Write out the lines from the line containing "Could you identify the car key" through the final line of the listing below, exactly, omitting every other line.

******

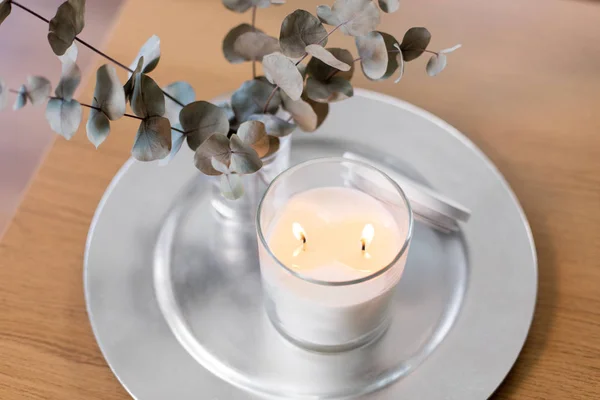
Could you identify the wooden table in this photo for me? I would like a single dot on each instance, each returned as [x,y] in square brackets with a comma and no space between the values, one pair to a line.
[525,88]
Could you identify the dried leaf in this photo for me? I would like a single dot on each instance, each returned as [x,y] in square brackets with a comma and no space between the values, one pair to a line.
[200,120]
[389,6]
[3,94]
[97,127]
[64,116]
[109,95]
[21,99]
[251,98]
[284,73]
[184,93]
[177,139]
[321,71]
[216,146]
[4,10]
[274,126]
[153,139]
[414,43]
[336,89]
[319,52]
[298,30]
[148,99]
[69,81]
[231,186]
[254,134]
[373,54]
[356,17]
[244,159]
[436,64]
[400,62]
[302,112]
[37,89]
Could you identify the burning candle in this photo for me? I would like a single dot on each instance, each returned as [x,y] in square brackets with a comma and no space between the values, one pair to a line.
[330,257]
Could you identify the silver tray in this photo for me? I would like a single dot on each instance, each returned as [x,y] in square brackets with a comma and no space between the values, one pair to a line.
[164,298]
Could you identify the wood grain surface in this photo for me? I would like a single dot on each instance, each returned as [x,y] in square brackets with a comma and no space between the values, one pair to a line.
[525,87]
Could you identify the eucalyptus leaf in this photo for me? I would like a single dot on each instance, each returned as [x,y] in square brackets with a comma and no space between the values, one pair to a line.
[322,72]
[436,64]
[274,126]
[148,99]
[216,146]
[302,112]
[3,94]
[64,116]
[177,139]
[324,55]
[373,55]
[201,120]
[400,62]
[231,186]
[37,89]
[5,8]
[414,43]
[184,93]
[298,30]
[336,89]
[284,73]
[254,134]
[153,139]
[69,81]
[244,159]
[21,99]
[109,95]
[251,98]
[97,127]
[255,45]
[389,6]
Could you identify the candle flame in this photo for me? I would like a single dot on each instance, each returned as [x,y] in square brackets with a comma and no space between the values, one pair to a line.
[299,232]
[367,236]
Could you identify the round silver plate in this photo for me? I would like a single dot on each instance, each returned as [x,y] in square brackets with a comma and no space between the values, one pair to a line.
[461,312]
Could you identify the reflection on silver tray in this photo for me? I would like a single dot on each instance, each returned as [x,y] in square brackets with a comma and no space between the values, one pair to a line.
[462,309]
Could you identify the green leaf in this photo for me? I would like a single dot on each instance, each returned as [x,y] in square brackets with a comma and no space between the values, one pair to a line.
[302,112]
[251,98]
[153,139]
[4,10]
[148,99]
[184,93]
[298,30]
[414,43]
[336,89]
[150,52]
[64,116]
[97,127]
[216,146]
[274,126]
[254,134]
[3,94]
[109,95]
[436,64]
[244,159]
[324,55]
[201,120]
[389,6]
[284,73]
[322,72]
[255,45]
[231,186]
[373,55]
[69,81]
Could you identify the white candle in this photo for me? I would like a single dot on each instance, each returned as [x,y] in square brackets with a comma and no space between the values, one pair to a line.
[332,234]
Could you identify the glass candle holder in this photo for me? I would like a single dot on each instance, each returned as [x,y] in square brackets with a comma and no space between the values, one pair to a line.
[331,254]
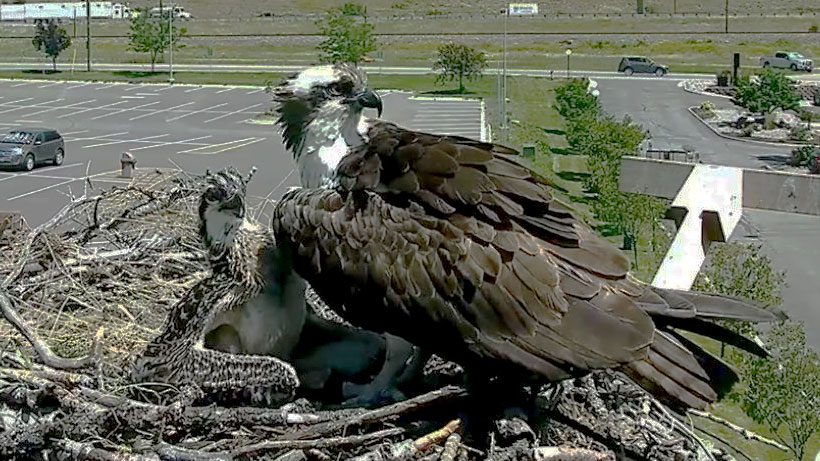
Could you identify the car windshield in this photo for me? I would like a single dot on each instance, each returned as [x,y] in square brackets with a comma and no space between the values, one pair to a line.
[18,137]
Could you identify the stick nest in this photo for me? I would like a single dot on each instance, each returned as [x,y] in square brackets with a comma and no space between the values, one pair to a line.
[86,291]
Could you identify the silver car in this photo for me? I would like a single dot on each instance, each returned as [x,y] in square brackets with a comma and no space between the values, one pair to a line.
[27,147]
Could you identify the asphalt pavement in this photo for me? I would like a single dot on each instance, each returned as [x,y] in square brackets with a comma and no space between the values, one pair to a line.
[190,127]
[791,240]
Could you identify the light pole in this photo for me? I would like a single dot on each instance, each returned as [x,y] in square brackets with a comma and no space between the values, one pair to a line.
[569,53]
[171,45]
[506,13]
[726,17]
[88,35]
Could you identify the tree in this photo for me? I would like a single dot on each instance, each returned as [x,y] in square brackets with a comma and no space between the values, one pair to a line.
[773,90]
[151,35]
[348,35]
[459,62]
[783,392]
[574,101]
[51,39]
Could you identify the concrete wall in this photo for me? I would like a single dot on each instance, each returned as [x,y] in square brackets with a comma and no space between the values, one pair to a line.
[766,190]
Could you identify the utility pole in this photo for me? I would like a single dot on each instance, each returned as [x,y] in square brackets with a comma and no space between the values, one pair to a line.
[726,17]
[88,35]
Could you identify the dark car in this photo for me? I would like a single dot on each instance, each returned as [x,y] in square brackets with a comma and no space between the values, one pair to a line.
[641,64]
[27,147]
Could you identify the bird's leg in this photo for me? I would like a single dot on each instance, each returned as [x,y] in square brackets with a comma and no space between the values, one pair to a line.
[402,362]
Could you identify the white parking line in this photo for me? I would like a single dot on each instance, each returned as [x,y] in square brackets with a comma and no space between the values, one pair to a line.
[124,110]
[14,102]
[162,144]
[101,137]
[17,175]
[60,184]
[160,111]
[214,145]
[232,113]
[126,140]
[62,107]
[39,104]
[196,112]
[71,114]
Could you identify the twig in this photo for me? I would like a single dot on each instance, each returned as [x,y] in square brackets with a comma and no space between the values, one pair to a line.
[43,351]
[381,414]
[451,447]
[326,442]
[168,452]
[569,454]
[746,433]
[85,451]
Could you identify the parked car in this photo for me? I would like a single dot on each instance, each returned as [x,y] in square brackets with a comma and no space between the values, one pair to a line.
[641,64]
[787,60]
[27,147]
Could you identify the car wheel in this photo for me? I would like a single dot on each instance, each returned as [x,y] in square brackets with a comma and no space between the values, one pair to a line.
[28,162]
[58,157]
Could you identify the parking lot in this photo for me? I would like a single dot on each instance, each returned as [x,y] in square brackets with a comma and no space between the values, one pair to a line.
[190,127]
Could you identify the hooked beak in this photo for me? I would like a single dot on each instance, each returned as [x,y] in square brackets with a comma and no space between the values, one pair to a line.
[371,99]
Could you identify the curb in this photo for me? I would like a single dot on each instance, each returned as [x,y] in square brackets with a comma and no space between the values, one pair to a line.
[734,138]
[702,93]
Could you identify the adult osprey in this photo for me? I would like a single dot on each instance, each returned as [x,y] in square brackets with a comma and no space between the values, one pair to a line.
[455,245]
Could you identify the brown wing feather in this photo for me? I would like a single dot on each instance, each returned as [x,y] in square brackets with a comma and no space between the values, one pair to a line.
[465,252]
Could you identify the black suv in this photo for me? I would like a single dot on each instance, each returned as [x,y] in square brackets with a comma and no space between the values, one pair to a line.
[641,64]
[27,147]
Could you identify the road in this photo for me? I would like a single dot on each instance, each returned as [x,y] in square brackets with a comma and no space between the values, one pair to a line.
[192,127]
[789,239]
[661,108]
[371,69]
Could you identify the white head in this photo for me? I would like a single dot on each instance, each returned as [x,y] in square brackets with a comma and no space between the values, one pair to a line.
[222,207]
[320,113]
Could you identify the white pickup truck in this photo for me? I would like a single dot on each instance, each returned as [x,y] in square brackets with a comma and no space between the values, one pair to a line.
[787,60]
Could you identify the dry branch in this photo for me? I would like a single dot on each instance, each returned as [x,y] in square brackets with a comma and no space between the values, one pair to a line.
[120,259]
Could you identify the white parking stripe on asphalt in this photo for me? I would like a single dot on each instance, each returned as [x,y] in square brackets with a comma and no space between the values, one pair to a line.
[121,141]
[119,111]
[160,111]
[163,144]
[92,108]
[196,112]
[232,113]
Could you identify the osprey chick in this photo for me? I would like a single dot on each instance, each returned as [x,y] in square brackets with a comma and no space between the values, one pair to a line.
[227,331]
[457,246]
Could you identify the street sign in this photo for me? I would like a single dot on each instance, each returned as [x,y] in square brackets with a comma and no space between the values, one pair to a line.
[523,9]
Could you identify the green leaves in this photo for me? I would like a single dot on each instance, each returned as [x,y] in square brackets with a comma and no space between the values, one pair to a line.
[51,39]
[151,35]
[784,392]
[773,90]
[348,36]
[459,62]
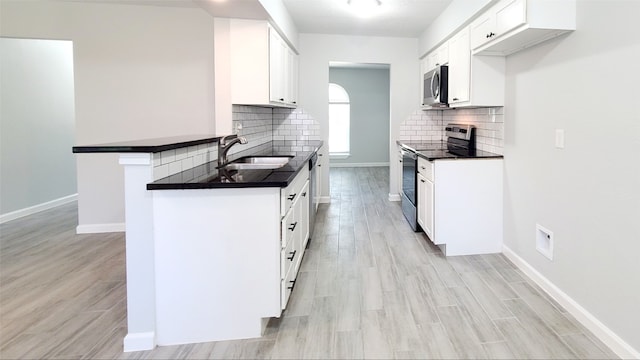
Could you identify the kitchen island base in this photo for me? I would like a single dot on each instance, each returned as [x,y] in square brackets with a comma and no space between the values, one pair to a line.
[217,263]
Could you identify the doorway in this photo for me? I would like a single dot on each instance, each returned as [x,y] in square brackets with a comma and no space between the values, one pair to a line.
[37,126]
[367,88]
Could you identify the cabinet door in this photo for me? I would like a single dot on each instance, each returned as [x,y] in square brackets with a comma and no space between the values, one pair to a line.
[459,67]
[304,216]
[428,200]
[510,15]
[421,201]
[293,77]
[276,60]
[443,54]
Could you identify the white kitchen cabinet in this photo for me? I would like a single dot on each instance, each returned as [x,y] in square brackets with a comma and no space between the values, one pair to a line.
[512,25]
[294,207]
[304,217]
[262,65]
[399,175]
[425,196]
[459,67]
[467,206]
[225,259]
[474,81]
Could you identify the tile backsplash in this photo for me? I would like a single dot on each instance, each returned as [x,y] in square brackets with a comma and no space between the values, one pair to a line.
[171,162]
[429,126]
[260,125]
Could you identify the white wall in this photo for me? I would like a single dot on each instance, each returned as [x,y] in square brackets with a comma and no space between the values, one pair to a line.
[37,123]
[368,91]
[587,194]
[317,50]
[140,72]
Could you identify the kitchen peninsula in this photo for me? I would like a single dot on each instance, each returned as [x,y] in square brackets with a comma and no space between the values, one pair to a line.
[211,254]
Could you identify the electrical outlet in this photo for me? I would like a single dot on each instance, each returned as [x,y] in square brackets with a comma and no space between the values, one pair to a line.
[544,241]
[560,138]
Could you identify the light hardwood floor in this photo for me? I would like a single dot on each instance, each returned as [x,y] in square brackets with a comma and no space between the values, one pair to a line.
[368,288]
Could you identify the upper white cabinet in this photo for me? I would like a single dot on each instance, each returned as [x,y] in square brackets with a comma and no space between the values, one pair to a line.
[512,25]
[263,66]
[474,81]
[438,57]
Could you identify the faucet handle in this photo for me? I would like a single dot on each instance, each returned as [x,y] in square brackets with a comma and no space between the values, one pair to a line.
[223,140]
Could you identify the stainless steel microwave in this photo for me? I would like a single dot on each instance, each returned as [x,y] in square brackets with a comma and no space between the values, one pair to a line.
[436,83]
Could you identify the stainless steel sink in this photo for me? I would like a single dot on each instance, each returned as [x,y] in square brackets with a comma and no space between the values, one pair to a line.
[258,162]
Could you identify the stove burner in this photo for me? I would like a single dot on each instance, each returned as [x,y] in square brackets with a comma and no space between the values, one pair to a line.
[461,139]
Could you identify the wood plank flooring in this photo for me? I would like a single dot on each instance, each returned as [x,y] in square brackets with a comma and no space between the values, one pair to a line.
[368,288]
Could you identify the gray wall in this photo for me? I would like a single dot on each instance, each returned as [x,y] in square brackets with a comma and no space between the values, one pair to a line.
[36,123]
[587,194]
[140,72]
[368,91]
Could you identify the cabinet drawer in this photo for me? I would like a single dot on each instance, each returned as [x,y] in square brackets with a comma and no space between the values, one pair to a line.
[289,228]
[289,194]
[288,258]
[425,168]
[286,287]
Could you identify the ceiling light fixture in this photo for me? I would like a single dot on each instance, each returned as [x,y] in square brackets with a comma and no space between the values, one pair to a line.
[364,8]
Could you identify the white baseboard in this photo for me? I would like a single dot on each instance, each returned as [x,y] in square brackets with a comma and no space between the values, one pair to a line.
[37,208]
[394,197]
[139,341]
[606,335]
[358,164]
[100,228]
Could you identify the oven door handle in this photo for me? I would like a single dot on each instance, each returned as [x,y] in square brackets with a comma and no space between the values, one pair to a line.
[407,153]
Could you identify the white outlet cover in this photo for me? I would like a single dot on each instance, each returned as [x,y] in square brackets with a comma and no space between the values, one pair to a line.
[560,138]
[544,241]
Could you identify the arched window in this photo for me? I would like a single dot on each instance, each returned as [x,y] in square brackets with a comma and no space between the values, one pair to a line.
[339,121]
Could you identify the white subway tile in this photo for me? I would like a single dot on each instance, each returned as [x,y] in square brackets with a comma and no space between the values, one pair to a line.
[175,167]
[181,153]
[168,156]
[160,172]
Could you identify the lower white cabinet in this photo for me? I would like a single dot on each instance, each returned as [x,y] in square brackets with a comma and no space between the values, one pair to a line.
[294,233]
[425,196]
[225,260]
[461,209]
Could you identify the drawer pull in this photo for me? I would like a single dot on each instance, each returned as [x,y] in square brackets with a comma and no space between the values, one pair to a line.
[293,254]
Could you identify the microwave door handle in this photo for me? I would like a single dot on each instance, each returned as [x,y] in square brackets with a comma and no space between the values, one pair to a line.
[435,91]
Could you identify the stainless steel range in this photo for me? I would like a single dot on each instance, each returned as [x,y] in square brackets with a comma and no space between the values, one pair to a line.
[460,142]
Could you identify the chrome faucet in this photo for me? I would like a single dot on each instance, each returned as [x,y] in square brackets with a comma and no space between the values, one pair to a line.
[224,144]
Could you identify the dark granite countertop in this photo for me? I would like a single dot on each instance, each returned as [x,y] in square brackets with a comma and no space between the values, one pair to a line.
[148,145]
[207,176]
[438,150]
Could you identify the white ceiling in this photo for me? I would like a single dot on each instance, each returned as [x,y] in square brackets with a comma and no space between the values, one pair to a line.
[395,18]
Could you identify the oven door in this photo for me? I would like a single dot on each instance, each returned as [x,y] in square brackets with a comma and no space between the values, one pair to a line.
[409,164]
[409,185]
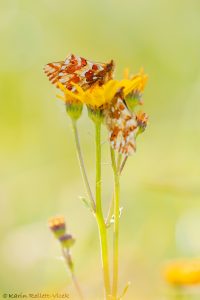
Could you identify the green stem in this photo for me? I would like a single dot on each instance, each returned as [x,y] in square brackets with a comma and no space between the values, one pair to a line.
[99,213]
[116,226]
[111,205]
[81,162]
[68,259]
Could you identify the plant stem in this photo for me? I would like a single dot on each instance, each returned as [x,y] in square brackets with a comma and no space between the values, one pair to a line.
[99,213]
[111,205]
[68,259]
[82,165]
[116,226]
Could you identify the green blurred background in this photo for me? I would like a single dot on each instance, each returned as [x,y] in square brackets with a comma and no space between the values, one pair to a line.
[39,174]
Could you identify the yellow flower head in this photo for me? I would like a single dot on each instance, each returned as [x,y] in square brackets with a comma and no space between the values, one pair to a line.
[183,272]
[100,96]
[95,97]
[133,84]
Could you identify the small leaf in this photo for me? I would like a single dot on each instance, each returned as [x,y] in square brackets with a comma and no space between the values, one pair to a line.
[86,203]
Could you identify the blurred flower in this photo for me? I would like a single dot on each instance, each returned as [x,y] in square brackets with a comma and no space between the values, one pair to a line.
[183,272]
[141,118]
[57,226]
[67,240]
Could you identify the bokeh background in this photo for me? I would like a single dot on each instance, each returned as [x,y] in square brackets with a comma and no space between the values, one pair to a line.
[39,174]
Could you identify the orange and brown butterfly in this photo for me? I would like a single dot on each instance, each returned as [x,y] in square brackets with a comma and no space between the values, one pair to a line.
[76,69]
[122,126]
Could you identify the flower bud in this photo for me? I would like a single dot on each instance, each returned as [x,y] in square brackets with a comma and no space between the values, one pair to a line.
[67,240]
[57,226]
[95,114]
[74,110]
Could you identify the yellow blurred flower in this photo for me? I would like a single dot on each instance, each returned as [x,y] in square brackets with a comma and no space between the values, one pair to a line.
[134,83]
[183,272]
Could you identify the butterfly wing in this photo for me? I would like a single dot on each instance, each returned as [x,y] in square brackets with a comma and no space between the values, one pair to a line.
[122,126]
[78,70]
[52,70]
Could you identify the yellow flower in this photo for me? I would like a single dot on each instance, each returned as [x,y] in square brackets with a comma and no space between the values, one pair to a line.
[95,97]
[99,96]
[183,272]
[135,83]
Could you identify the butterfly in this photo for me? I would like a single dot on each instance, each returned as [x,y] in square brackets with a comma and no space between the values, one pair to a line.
[122,126]
[76,69]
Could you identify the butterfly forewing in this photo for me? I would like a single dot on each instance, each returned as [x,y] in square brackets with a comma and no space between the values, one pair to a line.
[78,70]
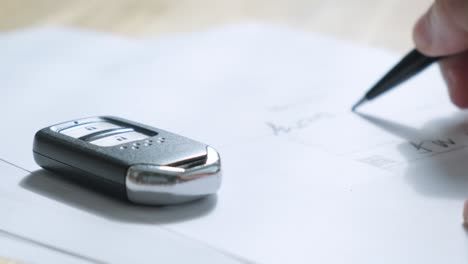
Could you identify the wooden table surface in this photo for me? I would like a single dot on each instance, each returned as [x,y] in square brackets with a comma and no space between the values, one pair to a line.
[380,23]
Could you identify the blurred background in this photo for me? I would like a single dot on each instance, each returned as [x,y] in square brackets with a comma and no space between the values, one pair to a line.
[380,23]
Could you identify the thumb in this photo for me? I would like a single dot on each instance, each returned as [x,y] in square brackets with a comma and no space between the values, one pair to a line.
[443,29]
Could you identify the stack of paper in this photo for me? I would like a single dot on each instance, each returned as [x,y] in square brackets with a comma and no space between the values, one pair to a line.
[305,180]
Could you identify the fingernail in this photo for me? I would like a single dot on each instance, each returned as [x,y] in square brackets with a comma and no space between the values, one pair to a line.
[465,214]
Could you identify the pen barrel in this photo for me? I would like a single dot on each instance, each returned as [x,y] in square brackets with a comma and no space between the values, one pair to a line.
[413,63]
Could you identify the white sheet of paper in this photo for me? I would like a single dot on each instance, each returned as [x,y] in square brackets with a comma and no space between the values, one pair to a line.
[305,180]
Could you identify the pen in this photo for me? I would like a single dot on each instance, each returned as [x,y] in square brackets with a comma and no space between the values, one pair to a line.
[413,63]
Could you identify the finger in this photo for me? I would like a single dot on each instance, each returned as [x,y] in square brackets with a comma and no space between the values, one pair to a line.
[454,71]
[443,29]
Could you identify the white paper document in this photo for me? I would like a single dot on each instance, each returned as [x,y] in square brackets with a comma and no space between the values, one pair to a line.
[305,180]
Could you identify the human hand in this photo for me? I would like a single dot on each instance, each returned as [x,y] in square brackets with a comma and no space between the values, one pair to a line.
[443,30]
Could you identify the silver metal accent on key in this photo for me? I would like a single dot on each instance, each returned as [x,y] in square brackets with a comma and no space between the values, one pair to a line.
[147,183]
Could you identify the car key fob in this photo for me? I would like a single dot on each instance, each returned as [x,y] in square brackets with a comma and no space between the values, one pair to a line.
[143,164]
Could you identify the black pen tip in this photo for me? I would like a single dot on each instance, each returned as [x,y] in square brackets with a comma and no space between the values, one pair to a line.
[360,102]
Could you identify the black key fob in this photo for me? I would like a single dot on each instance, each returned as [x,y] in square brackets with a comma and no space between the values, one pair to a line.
[143,164]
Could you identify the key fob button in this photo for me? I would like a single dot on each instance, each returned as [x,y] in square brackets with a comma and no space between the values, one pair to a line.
[87,129]
[119,139]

******

● **SOLUTION FOR THIS TASK**:
Could you identify the car key fob in this photo for me? I would like a single dot on each instance, each returned as [x,y] in square brackets with a comma and no space between the values, one pair to a line.
[143,164]
Could you identify the black pen tip in this photo for me? I would like a single dot on each instance, each returned as [x,y] in square brackets with a comma and no space between the values, one pair to a line.
[360,102]
Could you identify the black key fob in this photo for me? I would like a single dot on each instance, each returned as [x,y] in square brackets with a comma and no space between the values, one pair to a line.
[143,164]
Could you identify the key fob button in this photo for me? I would like a single dot on each instance, each returned as [x,y] in square brackets with a comma and no space between the values, one pair to a line.
[87,129]
[119,139]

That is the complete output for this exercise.